#### Material for this exercise ####
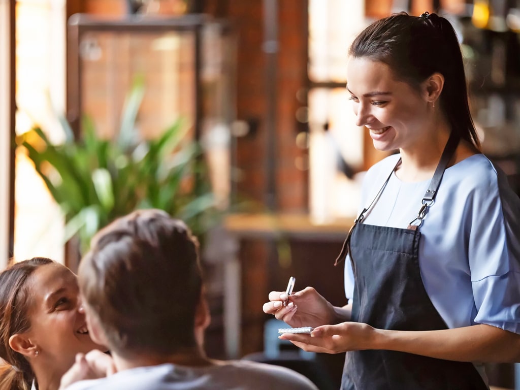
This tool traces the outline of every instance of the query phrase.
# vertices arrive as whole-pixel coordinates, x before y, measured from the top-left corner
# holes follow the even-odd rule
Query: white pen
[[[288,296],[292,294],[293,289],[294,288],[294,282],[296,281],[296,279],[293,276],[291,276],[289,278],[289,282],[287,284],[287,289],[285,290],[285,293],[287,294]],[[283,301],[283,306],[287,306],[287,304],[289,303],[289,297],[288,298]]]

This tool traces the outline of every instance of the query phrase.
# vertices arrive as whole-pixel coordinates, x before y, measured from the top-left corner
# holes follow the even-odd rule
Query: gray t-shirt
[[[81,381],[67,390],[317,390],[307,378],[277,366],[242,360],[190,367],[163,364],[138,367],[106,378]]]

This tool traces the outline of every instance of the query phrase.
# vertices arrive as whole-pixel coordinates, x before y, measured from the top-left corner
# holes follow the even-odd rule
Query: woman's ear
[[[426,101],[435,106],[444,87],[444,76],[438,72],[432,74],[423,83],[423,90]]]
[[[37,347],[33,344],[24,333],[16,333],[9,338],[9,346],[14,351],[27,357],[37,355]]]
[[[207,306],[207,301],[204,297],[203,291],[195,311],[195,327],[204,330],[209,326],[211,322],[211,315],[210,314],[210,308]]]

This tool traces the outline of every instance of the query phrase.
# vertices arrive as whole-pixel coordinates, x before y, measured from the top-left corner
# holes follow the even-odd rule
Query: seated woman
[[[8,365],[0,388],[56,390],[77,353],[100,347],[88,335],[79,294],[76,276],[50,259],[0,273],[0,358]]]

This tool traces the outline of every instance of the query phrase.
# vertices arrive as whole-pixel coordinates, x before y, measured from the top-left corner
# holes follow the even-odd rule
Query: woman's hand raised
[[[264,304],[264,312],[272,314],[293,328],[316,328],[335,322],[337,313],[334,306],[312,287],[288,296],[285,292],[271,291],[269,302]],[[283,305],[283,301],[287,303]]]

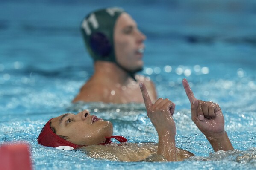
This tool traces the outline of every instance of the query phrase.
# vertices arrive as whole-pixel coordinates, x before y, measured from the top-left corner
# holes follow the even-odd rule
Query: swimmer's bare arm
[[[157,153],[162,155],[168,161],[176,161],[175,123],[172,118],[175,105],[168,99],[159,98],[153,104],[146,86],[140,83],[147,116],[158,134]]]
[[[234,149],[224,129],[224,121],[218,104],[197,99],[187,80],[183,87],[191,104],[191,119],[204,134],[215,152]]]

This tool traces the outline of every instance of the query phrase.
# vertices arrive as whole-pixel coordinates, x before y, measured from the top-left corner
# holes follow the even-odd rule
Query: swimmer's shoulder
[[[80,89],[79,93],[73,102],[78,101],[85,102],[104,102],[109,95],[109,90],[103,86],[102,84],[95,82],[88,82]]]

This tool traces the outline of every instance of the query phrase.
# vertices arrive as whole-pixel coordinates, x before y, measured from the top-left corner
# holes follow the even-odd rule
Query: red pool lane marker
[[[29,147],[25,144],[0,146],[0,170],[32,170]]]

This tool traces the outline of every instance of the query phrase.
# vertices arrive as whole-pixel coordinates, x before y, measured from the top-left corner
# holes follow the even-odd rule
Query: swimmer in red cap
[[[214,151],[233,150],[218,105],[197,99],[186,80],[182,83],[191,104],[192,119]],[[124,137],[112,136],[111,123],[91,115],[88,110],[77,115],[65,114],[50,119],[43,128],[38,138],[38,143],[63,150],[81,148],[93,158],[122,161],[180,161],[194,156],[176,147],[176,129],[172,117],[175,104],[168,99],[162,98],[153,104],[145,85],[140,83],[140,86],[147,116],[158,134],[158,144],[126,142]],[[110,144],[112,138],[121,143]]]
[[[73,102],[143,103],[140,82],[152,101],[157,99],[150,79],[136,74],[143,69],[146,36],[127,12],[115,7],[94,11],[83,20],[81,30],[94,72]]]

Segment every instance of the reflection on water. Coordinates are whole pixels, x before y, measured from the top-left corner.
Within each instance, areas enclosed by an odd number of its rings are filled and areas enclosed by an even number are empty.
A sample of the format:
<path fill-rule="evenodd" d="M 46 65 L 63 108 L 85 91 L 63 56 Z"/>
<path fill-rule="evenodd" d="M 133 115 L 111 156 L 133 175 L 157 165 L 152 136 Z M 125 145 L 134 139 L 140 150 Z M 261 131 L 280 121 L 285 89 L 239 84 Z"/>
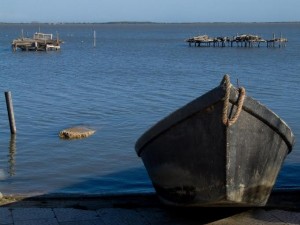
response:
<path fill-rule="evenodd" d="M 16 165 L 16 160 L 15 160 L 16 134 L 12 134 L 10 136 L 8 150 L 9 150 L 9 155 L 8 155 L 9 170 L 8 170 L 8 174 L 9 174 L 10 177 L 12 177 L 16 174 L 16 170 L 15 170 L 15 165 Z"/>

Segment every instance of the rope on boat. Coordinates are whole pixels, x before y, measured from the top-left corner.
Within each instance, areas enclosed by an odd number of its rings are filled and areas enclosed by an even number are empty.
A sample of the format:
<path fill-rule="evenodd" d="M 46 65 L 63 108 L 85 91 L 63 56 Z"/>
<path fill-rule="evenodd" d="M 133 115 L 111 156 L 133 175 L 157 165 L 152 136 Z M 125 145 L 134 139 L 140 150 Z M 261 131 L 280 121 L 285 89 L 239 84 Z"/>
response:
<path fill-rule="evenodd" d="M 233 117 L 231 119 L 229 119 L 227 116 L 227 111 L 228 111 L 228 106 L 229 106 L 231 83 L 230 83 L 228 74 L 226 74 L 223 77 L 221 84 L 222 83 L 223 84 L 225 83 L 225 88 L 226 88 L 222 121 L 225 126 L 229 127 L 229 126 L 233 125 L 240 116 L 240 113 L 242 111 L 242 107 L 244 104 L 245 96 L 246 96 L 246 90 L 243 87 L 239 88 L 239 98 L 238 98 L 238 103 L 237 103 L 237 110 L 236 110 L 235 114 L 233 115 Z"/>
####
> **Goal**: Put each line of the items above into a Markdown table with two columns, Row and Line, numbering the rows and skipping any blank lines. Leave the pictures out.

> **The answer**:
| Row | Line |
|---|---|
| 1 | This tool traces the outline of every instance of the query phrase. |
| 2 | # vertices arrive as whole-pixel coordinates, x before y, measured from the top-left corner |
| 3 | # holes follow the even-odd rule |
| 4 | Query: white pen |
| 5 | [[[288,296],[292,294],[293,289],[294,288],[294,282],[296,281],[296,279],[293,276],[291,276],[289,278],[289,282],[287,284],[287,289],[285,290],[285,293],[287,294]],[[283,301],[283,306],[287,306],[287,304],[289,303],[289,297],[288,298]]] |
| 6 | This tool traces the outline of every instance of the query phrase. |
| 7 | # vertices arrive as whole-pixel coordinates, x before y, measured from the top-left corner |
| 8 | # holes follow the even-odd rule |
| 9 | Query: gray t-shirt |
| 10 | [[[81,381],[67,390],[317,390],[307,378],[277,366],[242,360],[190,367],[163,364],[138,367],[106,378]]] |
| 11 | This tool traces the outline of every instance of the query phrase. |
| 12 | # vertices arrive as whole-pixel coordinates, x before y, measured from the top-left corner |
| 13 | # holes follow the even-odd rule |
| 14 | Query: woman's ear |
| 15 | [[[426,101],[435,106],[444,87],[444,76],[438,72],[432,74],[423,83],[423,90]]] |
| 16 | [[[37,347],[33,344],[24,333],[16,333],[9,338],[9,346],[14,351],[27,357],[37,355]]] |
| 17 | [[[207,306],[207,301],[204,297],[203,291],[195,311],[195,327],[204,330],[209,326],[211,322],[211,315],[210,314],[210,308]]] |
| 18 | This tool traces the outline of every instance of the query phrase. |
| 19 | # vertices arrive as whole-pixel coordinates, x before y, measured from the top-left corner |
| 20 | # holes follow the even-odd rule |
| 21 | Query: seated woman |
| 22 | [[[8,365],[0,388],[56,390],[77,353],[100,347],[88,335],[79,294],[76,276],[50,259],[0,273],[0,358]]] |
| 23 | This tool traces the outline of every instance of the query phrase. |
| 24 | # vertices arrive as whole-pixel coordinates, x before y, measured from the top-left corner |
| 25 | # holes follow the even-odd rule |
| 26 | Query: woman's hand raised |
| 27 | [[[264,304],[264,312],[272,314],[293,328],[316,328],[335,322],[337,313],[334,306],[312,287],[288,296],[285,292],[271,291],[269,302]],[[283,305],[283,301],[287,303]]] |
| 28 | This tool traces the outline of every instance of the query phrase. |
| 29 | # vertices arrive as whole-pixel coordinates, x before y, measured from the top-left corner |
| 30 | # holes follow the even-odd rule |
| 31 | Query: swimmer's bare arm |
| 32 | [[[157,153],[162,155],[168,161],[176,161],[175,123],[172,118],[175,105],[168,99],[159,98],[153,104],[146,86],[140,83],[147,116],[158,134]]] |
| 33 | [[[234,149],[224,129],[224,121],[218,104],[197,99],[187,80],[183,87],[191,104],[191,119],[204,134],[215,152]]] |
| 34 | This tool traces the outline of every instance of the query phrase. |
| 35 | # vertices arrive as whole-pixel coordinates, x before y, measured from the top-left corner |
| 36 | # holes follow the even-odd rule |
| 37 | Query: swimmer's shoulder |
| 38 | [[[80,89],[79,93],[73,102],[78,101],[85,102],[104,102],[109,95],[109,90],[103,86],[102,84],[95,82],[88,82]]] |
| 39 | This tool traces the outline of every instance of the query phrase. |
| 40 | # vertices arrive as whole-pixel coordinates, x before y, measured from the top-left corner |
| 41 | # holes follow the even-odd rule |
| 42 | Query: red pool lane marker |
| 43 | [[[29,147],[25,144],[0,146],[0,170],[32,170]]] |
| 44 | This tool traces the outline of every instance of the query phrase. |
| 45 | # vertices arrive as whole-pixel coordinates, x before y, measured from the top-left corner |
| 46 | # holes follow the even-odd rule |
| 47 | Query: swimmer in red cap |
| 48 | [[[214,151],[233,150],[218,105],[197,99],[186,80],[182,83],[191,104],[192,119]],[[124,137],[112,136],[111,123],[91,115],[88,110],[77,115],[65,114],[50,119],[43,128],[38,138],[38,143],[63,150],[81,148],[93,158],[122,161],[180,161],[194,156],[176,147],[176,129],[172,117],[175,104],[168,99],[162,98],[153,104],[145,85],[140,83],[140,86],[147,116],[158,134],[158,144],[126,142]],[[110,144],[112,138],[121,143]]] |
| 49 | [[[73,102],[143,103],[140,82],[152,101],[157,99],[150,79],[136,74],[143,69],[146,36],[127,12],[115,7],[94,11],[83,20],[81,30],[94,72]]] |
| 50 | Segment every instance of the reflection on water. Coordinates are whole pixels, x before y, measured from the top-left corner. |
| 51 | Within each instance, areas enclosed by an odd number of its rings are filled and areas enclosed by an even number are empty. |
| 52 | A sample of the format: |
| 53 | <path fill-rule="evenodd" d="M 46 65 L 63 108 L 85 91 L 63 56 Z"/> |
| 54 | <path fill-rule="evenodd" d="M 133 115 L 111 156 L 133 175 L 157 165 L 152 136 Z M 125 145 L 134 139 L 140 150 Z M 261 131 L 280 121 L 285 89 L 239 84 Z"/> |
| 55 | response: |
| 56 | <path fill-rule="evenodd" d="M 16 165 L 16 160 L 15 160 L 16 134 L 12 134 L 10 136 L 8 150 L 9 150 L 9 155 L 8 155 L 9 170 L 8 170 L 8 174 L 9 174 L 10 177 L 12 177 L 16 174 L 16 170 L 15 170 L 15 165 Z"/> |
| 57 | Segment every instance of the rope on boat. Coordinates are whole pixels, x before y, measured from the top-left corner. |
| 58 | Within each instance, areas enclosed by an odd number of its rings are filled and areas enclosed by an even number are empty. |
| 59 | A sample of the format: |
| 60 | <path fill-rule="evenodd" d="M 46 65 L 63 108 L 85 91 L 63 56 Z"/> |
| 61 | <path fill-rule="evenodd" d="M 133 115 L 111 156 L 133 175 L 157 165 L 152 136 Z M 125 145 L 134 139 L 140 150 Z M 261 131 L 280 121 L 285 89 L 239 84 Z"/> |
| 62 | response: |
| 63 | <path fill-rule="evenodd" d="M 233 117 L 231 119 L 229 119 L 227 116 L 227 111 L 228 111 L 228 106 L 229 106 L 231 83 L 230 83 L 228 74 L 226 74 L 223 77 L 221 84 L 222 83 L 223 84 L 225 83 L 225 88 L 226 88 L 222 121 L 225 126 L 229 127 L 229 126 L 233 125 L 240 116 L 240 113 L 242 111 L 242 107 L 244 104 L 245 96 L 246 96 L 246 90 L 243 87 L 239 88 L 239 98 L 238 98 L 238 103 L 237 103 L 237 110 L 236 110 L 235 114 L 233 115 Z"/> |